AIM >>
Output the full material exactly as it appears here.

RECORD SET start

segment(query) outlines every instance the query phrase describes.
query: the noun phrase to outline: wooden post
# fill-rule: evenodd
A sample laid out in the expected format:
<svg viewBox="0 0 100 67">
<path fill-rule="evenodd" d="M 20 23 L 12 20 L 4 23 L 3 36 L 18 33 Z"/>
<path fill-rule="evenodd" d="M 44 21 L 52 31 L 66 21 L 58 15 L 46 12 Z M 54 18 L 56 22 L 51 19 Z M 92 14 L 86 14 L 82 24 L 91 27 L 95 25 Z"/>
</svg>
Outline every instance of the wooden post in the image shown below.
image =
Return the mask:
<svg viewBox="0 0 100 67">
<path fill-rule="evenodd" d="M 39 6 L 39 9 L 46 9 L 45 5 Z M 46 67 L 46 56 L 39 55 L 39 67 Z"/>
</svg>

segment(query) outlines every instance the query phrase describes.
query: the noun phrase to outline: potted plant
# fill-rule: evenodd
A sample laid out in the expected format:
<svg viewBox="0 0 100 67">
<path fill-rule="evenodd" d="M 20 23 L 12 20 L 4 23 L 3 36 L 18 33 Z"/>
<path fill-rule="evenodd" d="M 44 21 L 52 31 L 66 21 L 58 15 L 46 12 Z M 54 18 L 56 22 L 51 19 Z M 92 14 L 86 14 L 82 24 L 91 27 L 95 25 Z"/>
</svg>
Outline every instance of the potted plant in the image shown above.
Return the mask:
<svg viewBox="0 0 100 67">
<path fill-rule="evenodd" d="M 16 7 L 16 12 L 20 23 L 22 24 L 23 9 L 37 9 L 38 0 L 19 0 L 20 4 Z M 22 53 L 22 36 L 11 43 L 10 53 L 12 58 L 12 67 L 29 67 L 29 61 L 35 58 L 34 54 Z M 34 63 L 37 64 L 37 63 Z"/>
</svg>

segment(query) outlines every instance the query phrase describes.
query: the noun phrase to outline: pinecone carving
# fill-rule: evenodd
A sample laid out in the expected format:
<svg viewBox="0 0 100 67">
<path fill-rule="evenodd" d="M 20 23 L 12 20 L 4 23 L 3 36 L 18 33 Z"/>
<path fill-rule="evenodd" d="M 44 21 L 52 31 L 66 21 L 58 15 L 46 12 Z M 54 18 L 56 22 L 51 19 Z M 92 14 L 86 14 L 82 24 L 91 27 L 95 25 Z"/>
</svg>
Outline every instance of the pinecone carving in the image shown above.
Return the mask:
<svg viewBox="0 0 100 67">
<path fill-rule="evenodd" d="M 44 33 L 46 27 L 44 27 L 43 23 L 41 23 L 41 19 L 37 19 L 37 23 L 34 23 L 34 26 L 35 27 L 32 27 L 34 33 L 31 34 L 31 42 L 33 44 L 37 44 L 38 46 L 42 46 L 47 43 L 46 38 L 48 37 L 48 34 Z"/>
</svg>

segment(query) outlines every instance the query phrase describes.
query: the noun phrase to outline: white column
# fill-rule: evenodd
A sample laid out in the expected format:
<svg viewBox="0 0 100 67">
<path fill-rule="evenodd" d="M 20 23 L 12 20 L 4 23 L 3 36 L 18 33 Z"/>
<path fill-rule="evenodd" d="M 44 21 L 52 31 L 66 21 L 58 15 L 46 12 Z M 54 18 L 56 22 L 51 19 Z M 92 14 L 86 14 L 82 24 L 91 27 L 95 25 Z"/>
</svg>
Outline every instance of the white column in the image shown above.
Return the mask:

RECORD SET end

EXERCISE RESPONSE >>
segment(query) outlines every instance the query phrase describes.
query: the noun phrase to outline: wooden post
# fill-rule: evenodd
A sample laid out in the expected format:
<svg viewBox="0 0 100 67">
<path fill-rule="evenodd" d="M 20 23 L 12 20 L 4 23 L 3 36 L 18 33 Z"/>
<path fill-rule="evenodd" d="M 44 21 L 52 31 L 66 21 L 58 15 L 46 12 Z M 54 18 L 56 22 L 51 19 Z M 92 14 L 86 14 L 82 24 L 91 27 L 95 25 Z"/>
</svg>
Outline every instance of the wooden post in the image shown below.
image =
Return the mask:
<svg viewBox="0 0 100 67">
<path fill-rule="evenodd" d="M 39 6 L 39 9 L 46 9 L 45 5 Z M 46 67 L 46 56 L 39 55 L 39 67 Z"/>
</svg>

segment(query) outlines every instance the query phrase describes.
query: the noun phrase to outline: potted plant
# fill-rule: evenodd
A sample laid out in the expected format:
<svg viewBox="0 0 100 67">
<path fill-rule="evenodd" d="M 20 23 L 12 20 L 4 23 L 3 36 L 18 33 Z"/>
<path fill-rule="evenodd" d="M 44 21 L 52 31 L 66 21 L 58 15 L 46 12 Z M 54 18 L 56 22 L 51 19 Z M 92 14 L 86 14 L 82 24 L 91 27 L 95 25 Z"/>
</svg>
Outline every instance of the potted plant in the image shown above.
Return the mask:
<svg viewBox="0 0 100 67">
<path fill-rule="evenodd" d="M 16 7 L 16 12 L 20 23 L 22 24 L 23 9 L 37 9 L 38 0 L 19 0 L 20 4 Z M 22 53 L 22 36 L 11 43 L 10 53 L 12 58 L 12 67 L 29 67 L 29 61 L 35 58 L 34 54 Z M 34 63 L 37 64 L 37 63 Z"/>
</svg>

segment(query) outlines every instance the query phrase describes.
query: the noun phrase to outline: pinecone carving
# fill-rule: evenodd
A sample laid out in the expected format:
<svg viewBox="0 0 100 67">
<path fill-rule="evenodd" d="M 20 23 L 12 20 L 4 23 L 3 36 L 18 33 Z"/>
<path fill-rule="evenodd" d="M 44 21 L 52 31 L 66 21 L 58 15 L 46 12 Z M 54 18 L 56 22 L 51 19 Z M 92 14 L 86 14 L 82 24 L 91 27 L 95 25 Z"/>
</svg>
Outline every instance of the pinecone carving in the image shown above.
Return the mask:
<svg viewBox="0 0 100 67">
<path fill-rule="evenodd" d="M 44 33 L 46 27 L 44 27 L 43 23 L 41 23 L 41 19 L 37 19 L 37 23 L 34 23 L 34 26 L 35 27 L 32 27 L 34 33 L 31 34 L 31 42 L 33 44 L 37 44 L 38 46 L 42 46 L 47 43 L 46 38 L 48 37 L 48 34 Z"/>
</svg>

segment(query) outlines every instance the query phrase describes.
query: the noun phrase to outline: white column
# fill-rule: evenodd
A sample laid out in the expected format:
<svg viewBox="0 0 100 67">
<path fill-rule="evenodd" d="M 20 23 L 12 20 L 4 23 L 3 36 L 18 33 Z"/>
<path fill-rule="evenodd" d="M 44 21 L 52 31 L 66 21 L 58 15 L 46 12 Z M 54 18 L 56 22 L 51 19 Z M 92 14 L 86 14 L 82 24 L 91 27 L 95 25 Z"/>
</svg>
Outline every instance of the white column in the image shown above.
Return the mask:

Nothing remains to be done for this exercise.